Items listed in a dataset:
====================
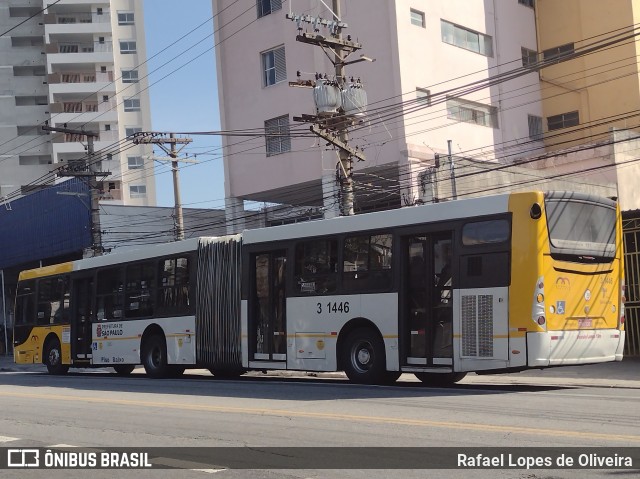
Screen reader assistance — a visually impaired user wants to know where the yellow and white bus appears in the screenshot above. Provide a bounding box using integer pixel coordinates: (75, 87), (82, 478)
(14, 192), (625, 384)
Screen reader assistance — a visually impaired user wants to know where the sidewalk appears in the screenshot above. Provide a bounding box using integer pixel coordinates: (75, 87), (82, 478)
(0, 355), (640, 389)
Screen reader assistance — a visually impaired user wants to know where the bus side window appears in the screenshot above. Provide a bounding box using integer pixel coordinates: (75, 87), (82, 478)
(156, 258), (190, 316)
(342, 234), (392, 291)
(125, 261), (155, 319)
(37, 276), (69, 324)
(295, 240), (338, 295)
(96, 267), (124, 321)
(15, 280), (36, 326)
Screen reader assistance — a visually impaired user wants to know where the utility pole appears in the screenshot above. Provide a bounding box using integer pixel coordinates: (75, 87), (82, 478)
(42, 125), (111, 256)
(447, 140), (458, 200)
(287, 0), (374, 216)
(133, 133), (197, 241)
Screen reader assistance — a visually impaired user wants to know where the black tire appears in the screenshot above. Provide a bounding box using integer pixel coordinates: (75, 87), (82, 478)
(113, 364), (136, 376)
(342, 328), (390, 384)
(209, 368), (246, 379)
(42, 338), (69, 376)
(414, 373), (467, 386)
(140, 334), (171, 379)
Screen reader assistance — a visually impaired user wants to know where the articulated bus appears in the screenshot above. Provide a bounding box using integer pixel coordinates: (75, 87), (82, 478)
(14, 192), (625, 384)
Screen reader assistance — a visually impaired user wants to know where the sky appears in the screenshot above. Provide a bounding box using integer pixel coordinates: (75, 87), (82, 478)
(144, 0), (224, 208)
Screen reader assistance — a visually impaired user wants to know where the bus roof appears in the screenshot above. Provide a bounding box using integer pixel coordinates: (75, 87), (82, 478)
(242, 194), (510, 244)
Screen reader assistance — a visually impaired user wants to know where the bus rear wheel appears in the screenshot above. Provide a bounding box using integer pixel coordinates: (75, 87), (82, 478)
(414, 373), (467, 386)
(43, 338), (69, 376)
(342, 328), (387, 384)
(141, 334), (171, 379)
(113, 364), (136, 376)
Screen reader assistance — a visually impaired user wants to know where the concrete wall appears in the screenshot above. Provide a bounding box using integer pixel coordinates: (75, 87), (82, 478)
(213, 0), (540, 209)
(536, 0), (640, 149)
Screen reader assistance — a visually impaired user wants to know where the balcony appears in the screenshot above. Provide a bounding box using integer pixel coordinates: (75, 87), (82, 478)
(44, 12), (111, 34)
(51, 128), (118, 142)
(48, 71), (116, 94)
(44, 12), (111, 25)
(45, 41), (113, 65)
(48, 72), (113, 85)
(45, 41), (113, 54)
(49, 98), (118, 124)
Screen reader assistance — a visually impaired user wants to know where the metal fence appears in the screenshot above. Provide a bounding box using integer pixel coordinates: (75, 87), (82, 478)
(622, 211), (640, 356)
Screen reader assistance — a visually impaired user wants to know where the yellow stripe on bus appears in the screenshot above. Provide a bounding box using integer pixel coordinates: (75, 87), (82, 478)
(19, 261), (73, 281)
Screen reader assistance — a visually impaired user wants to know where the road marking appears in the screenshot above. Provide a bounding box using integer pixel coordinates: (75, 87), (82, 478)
(150, 457), (227, 474)
(0, 392), (640, 443)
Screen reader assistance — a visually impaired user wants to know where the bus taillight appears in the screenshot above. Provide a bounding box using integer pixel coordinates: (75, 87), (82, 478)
(618, 278), (627, 329)
(531, 276), (547, 327)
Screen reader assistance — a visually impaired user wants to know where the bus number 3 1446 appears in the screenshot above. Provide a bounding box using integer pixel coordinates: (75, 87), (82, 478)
(316, 301), (349, 314)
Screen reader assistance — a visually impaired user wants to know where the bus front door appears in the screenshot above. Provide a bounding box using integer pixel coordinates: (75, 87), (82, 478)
(401, 234), (453, 367)
(249, 251), (287, 362)
(71, 276), (93, 363)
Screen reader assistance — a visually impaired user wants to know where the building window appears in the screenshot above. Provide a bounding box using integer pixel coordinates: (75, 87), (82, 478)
(547, 111), (580, 131)
(256, 0), (282, 18)
(122, 70), (138, 83)
(542, 43), (575, 60)
(416, 88), (431, 106)
(409, 8), (425, 28)
(127, 156), (144, 170)
(124, 98), (140, 111)
(294, 240), (338, 296)
(440, 20), (493, 57)
(120, 41), (137, 55)
(447, 98), (498, 128)
(129, 185), (147, 198)
(528, 115), (542, 140)
(118, 12), (134, 25)
(264, 115), (291, 156)
(342, 234), (392, 292)
(520, 47), (538, 67)
(124, 126), (142, 137)
(261, 47), (287, 86)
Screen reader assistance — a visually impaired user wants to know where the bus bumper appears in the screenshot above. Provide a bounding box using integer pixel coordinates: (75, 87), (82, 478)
(527, 329), (625, 367)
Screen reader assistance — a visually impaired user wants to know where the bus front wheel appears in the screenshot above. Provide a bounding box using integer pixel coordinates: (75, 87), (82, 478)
(142, 335), (170, 379)
(414, 373), (467, 386)
(44, 338), (69, 376)
(113, 364), (136, 376)
(342, 328), (386, 384)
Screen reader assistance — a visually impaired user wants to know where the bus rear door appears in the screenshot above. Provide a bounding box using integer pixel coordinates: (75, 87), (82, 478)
(400, 233), (453, 367)
(71, 273), (94, 364)
(249, 250), (287, 364)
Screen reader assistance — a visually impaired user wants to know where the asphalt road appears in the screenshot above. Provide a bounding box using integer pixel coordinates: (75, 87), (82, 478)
(0, 370), (640, 479)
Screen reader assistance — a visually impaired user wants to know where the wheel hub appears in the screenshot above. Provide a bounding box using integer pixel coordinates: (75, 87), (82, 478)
(358, 348), (371, 366)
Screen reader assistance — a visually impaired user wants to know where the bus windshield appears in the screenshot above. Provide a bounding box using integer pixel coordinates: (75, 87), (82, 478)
(545, 195), (616, 262)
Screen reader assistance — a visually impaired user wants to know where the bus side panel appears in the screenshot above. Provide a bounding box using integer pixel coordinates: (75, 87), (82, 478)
(453, 287), (509, 371)
(527, 329), (624, 367)
(287, 293), (399, 371)
(91, 316), (196, 366)
(13, 324), (71, 364)
(509, 193), (549, 368)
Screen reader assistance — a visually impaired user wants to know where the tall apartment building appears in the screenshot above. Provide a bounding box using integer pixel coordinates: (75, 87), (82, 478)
(0, 0), (156, 205)
(536, 0), (640, 150)
(213, 0), (543, 228)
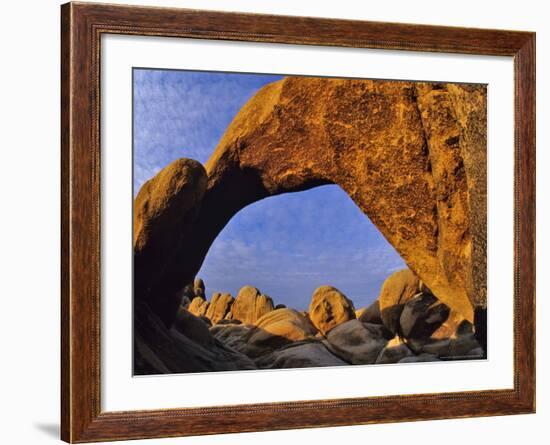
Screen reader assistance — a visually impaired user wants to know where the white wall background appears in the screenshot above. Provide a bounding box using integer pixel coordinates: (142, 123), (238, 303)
(0, 0), (550, 445)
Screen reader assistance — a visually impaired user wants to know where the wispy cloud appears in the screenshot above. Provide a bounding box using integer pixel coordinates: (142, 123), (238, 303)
(134, 70), (404, 309)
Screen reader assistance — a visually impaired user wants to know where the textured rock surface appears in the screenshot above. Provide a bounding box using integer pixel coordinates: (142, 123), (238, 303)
(326, 320), (388, 365)
(134, 77), (492, 372)
(172, 307), (215, 347)
(134, 159), (207, 325)
(193, 278), (206, 300)
(378, 269), (421, 334)
(205, 292), (235, 324)
(376, 343), (416, 364)
(187, 297), (210, 317)
(134, 77), (486, 321)
(355, 300), (382, 324)
(309, 286), (355, 335)
(207, 78), (486, 320)
(399, 294), (449, 338)
(247, 308), (317, 348)
(256, 341), (349, 369)
(134, 304), (256, 375)
(231, 286), (274, 324)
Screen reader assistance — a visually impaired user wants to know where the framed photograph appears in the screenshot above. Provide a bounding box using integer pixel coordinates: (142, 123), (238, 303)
(61, 3), (535, 443)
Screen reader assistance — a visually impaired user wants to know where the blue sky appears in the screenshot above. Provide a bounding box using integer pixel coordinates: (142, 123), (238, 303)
(134, 69), (404, 310)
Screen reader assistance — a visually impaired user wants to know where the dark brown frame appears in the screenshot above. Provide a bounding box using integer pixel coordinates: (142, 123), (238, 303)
(61, 3), (535, 443)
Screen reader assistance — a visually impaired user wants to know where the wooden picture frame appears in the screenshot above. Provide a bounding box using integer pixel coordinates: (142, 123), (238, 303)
(61, 3), (535, 443)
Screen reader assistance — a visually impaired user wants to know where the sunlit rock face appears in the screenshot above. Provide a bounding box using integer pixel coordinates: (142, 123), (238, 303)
(136, 77), (486, 330)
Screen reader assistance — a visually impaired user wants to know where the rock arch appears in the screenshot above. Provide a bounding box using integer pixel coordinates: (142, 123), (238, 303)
(134, 77), (486, 324)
====================
▸ What to do
Quote word for word the run of rows above that opens with the line containing "where the concrete" and closes with the line containing "(71, 276), (93, 363)", including both of those lines.

▸ Task output
Screen reader assistance — a visually impaired user wants to know where the concrete wall appears in the screenshot above. Provide a bounding box using integer pixel coordinates: (75, 87), (82, 478)
(213, 0), (540, 209)
(536, 0), (640, 149)
Screen reader assistance — a visually impaired user wants to know where the balcony appears in the screenshot above. Provide a bounding box using integer pixel coordinates: (75, 87), (82, 478)
(44, 12), (111, 34)
(51, 128), (118, 142)
(48, 71), (116, 94)
(44, 12), (111, 25)
(45, 41), (113, 65)
(48, 72), (113, 85)
(45, 41), (113, 54)
(49, 98), (118, 124)
Screen reader assistance — a visually impaired user wants to know where the metal fence appears in the screenshot above. Provide a bounding box using integer pixel coordinates: (75, 87), (82, 478)
(622, 211), (640, 356)
Screen reader assistance — a visually impaired user wants to know where the yellow stripe on bus appears in the screenshot above. Provide a bounding box using integer pixel coordinates: (75, 87), (82, 478)
(19, 261), (73, 281)
Screen reader assistance — a visually impaired user wants to know where the road marking appears in the screenshot above. Provide a bounding box using integer pixel coordinates: (75, 87), (82, 478)
(150, 457), (227, 474)
(0, 392), (640, 443)
Screen reader assistance — a visually impaired user wants to know where the bus taillight appears in the screenshot above. Provide a bounding box using integer pixel coordinates: (75, 87), (82, 478)
(618, 278), (627, 329)
(531, 276), (547, 327)
Screen reader assistance — a visually impaired user wants to know where the bus number 3 1446 appears in the screenshot above. Provide a bounding box using integer pixel coordinates: (75, 87), (82, 478)
(316, 301), (349, 314)
Screen reader assistance — a visually impaired user wants to know where the bus front door appears in the screenshot above. Provide a bounding box using integer pixel coordinates: (75, 87), (82, 478)
(401, 234), (453, 367)
(249, 251), (287, 362)
(71, 276), (93, 363)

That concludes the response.